TEXTAUSZUG:
━━━━━━━━━━

In Spanien fand zu Ostern 2002 das erste Didgeridoo-Festival im katalanischen Arbuciès als ein kleines Low-Budget-Festival statt, mit überwiegend spanischen Spielern und Gruppen sowie einem international bekannteren Headliner. Im darauf folgenden Jahr war die Besetzungsliste des in den Sommer verlegten Festivals jedoch deutlich verändert und enthielt gleich mehrere internationale Top-Acts (Atkins, Jackson, Stein & Turnbull, Beijerinck). Die Besuchernachfrage blieb jedoch schwach, und das Festival endete wie im Vorjahr mit finanziellen Verlusten des privaten Veranstalters. 2004 fand das Festival offiziell noch einmal statt, stellte jedoch im Wesentlichen nur eine mehrtägige Workshopveranstaltung mit informellen Konzerten in kleinem Kreis dar. Das Festival wurde danach nicht wieder aufgelegt.

━━━━━━━━━━

MATERIAL:

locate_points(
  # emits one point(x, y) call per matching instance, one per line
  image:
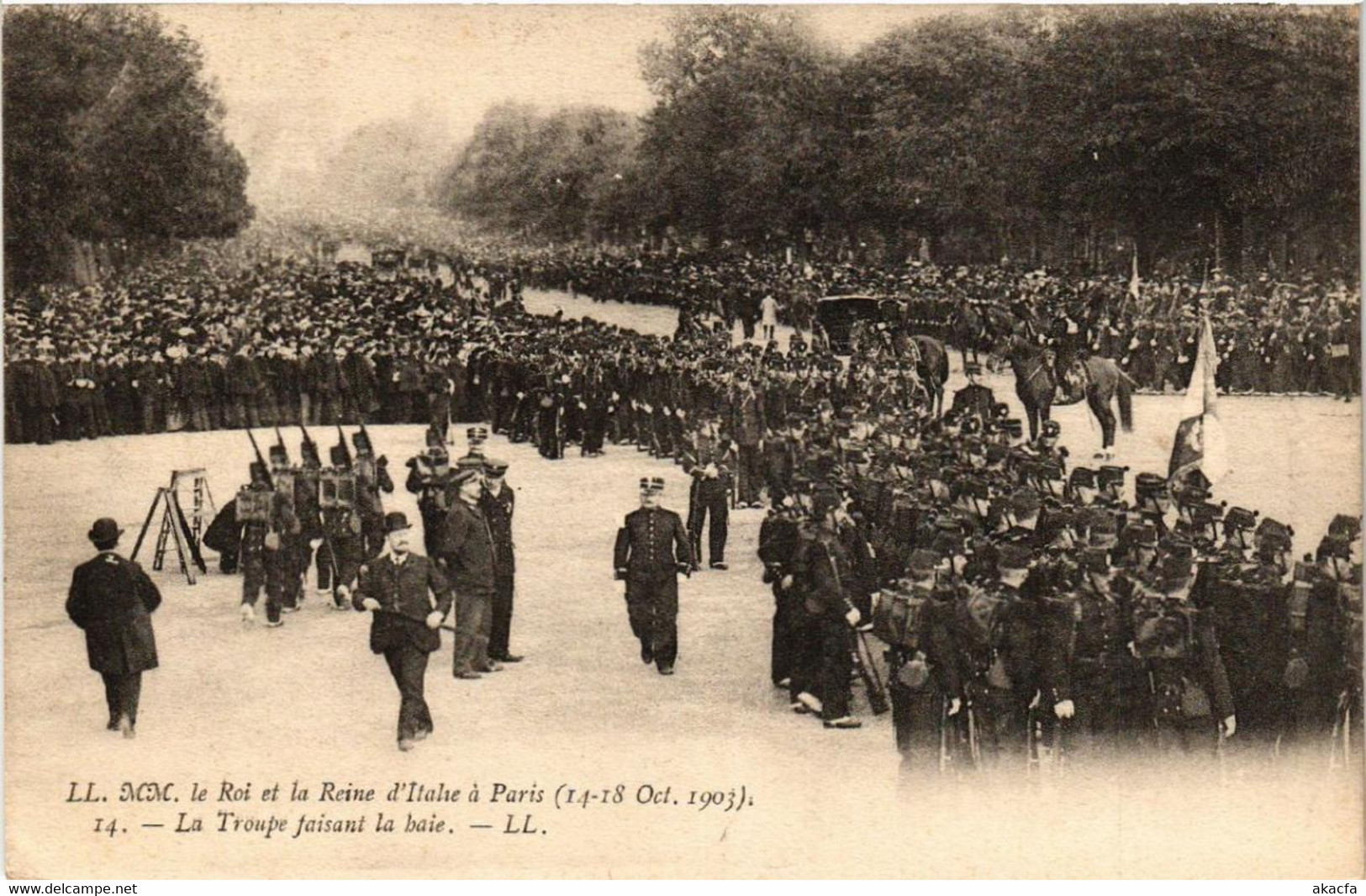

━━━━━━━━━━

Führe den Textauszug über das Didgeridoo-Festival in Arbuciès nach seinem letzten Satz weiter.

In Italien begann das Didgeridoo-Festivalfieber mit dem ersten „Didjfest 2001“ in Cavour bei Turin. Drei weitere Ausgaben dieses Festivals folgten bis 2004, mit jeweils immer guten Programmmischungen internationaler und italienischer Didgeridookünstler. Im selben Jahr 2004, in dem diese Festivalreihe endete, wurde das erste Didjin’ OZ Festival bei Cesenatico veranstaltet. Das „Didjin’ OZ Festival“ wuchs seitdem zum wichtigsten italienischen Didgeridoo-Festival heran.
In England wurde das „Didjin' Devon“-Festival im August 2002 aus der Taufe gehoben, das sich innerhalb weniger Jahren zum größten und wichtigsten britischen Didgeridoo-Festival entwickelte. 2006 wurde es unter dem Namen „Didj Fest UK“ (DFUK) zum letzten Mal in der Form und am selben Ort in Südengland veranstaltet.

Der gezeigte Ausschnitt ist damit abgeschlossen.